Data
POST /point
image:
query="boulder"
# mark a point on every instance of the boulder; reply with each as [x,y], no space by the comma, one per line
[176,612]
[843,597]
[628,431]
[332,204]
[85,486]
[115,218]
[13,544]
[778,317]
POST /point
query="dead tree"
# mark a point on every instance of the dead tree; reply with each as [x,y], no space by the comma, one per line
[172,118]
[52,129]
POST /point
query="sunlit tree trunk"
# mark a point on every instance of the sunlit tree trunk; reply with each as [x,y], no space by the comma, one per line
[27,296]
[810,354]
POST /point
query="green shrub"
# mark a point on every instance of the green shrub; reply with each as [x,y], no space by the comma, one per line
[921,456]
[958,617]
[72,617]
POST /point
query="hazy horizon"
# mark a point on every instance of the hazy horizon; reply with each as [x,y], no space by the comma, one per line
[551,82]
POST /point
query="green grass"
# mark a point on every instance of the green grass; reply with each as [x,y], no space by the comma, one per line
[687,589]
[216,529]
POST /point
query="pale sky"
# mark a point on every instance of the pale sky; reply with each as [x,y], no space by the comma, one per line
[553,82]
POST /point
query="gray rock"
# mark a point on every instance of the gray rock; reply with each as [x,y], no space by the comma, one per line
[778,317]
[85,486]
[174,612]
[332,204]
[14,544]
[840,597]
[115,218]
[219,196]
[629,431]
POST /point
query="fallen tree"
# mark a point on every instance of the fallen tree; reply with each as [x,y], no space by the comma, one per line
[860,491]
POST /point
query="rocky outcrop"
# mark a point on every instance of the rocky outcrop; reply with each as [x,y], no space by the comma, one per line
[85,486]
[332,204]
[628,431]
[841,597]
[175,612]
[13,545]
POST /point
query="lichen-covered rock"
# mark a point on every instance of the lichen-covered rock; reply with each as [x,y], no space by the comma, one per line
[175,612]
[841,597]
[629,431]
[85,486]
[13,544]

What is required
Exactly reproduce all of the entries.

Result of this exercise
POST /point
image:
query="boulder"
# mark a point on every instance of the boulder; reply with each as [x,y], no space by the comma, one per line
[176,612]
[843,597]
[628,431]
[332,204]
[85,486]
[115,218]
[13,544]
[778,317]
POST /point
query="dead tree"
# mark a point on every instance of the dead tree; reply with each as [x,y], no space by the comma, one per line
[172,118]
[52,129]
POST /point
query="sunlit tree trunk"
# mark a point on every instance of the sunlit tree trunk; reply with each as [x,y], no space by the comma, one per line
[27,296]
[810,354]
POST /point
query="green shrub"
# mark a point on every instance of the green shrub; reply with each as [x,y], no space by the comma, one per line
[921,456]
[958,617]
[72,617]
POST /point
query="hazy horizon"
# mark a point on every instance of the hazy horizon; reply with each as [x,y], no space by the comma, one per line
[551,82]
POST /point
query="green grass"
# mark a point on every instance of the green grass; reply with each as [x,y], no space by the comma, one per line
[687,589]
[216,529]
POST /point
query="pale sky"
# mark a point on every instance of the pale sky; reply with each as [x,y], no space by the comma, one per line
[553,82]
POST /point
query="gray rock"
# mark a point on every instance of the gray rock; reply with each as [x,y], no space by the comma, one per line
[778,317]
[85,486]
[174,612]
[332,204]
[14,544]
[840,597]
[115,218]
[219,196]
[629,431]
POST /point
query="fallen tree"
# mark a point on every instance of the fallen tree; reply with each as [x,y], no space by the comma, one per line
[860,491]
POST /point
query="rocky outcrop"
# mark a point on every instance of the rocky outcrop; reply with each as [x,y], no space by the comma, one per line
[85,486]
[332,204]
[628,431]
[841,597]
[175,612]
[13,545]
POST /point
query="lichen-covered rock"
# mark a point on every instance of the lichen-covered rock; reply with each as [x,y], no space by the comma, one per line
[175,612]
[841,597]
[629,431]
[85,486]
[13,544]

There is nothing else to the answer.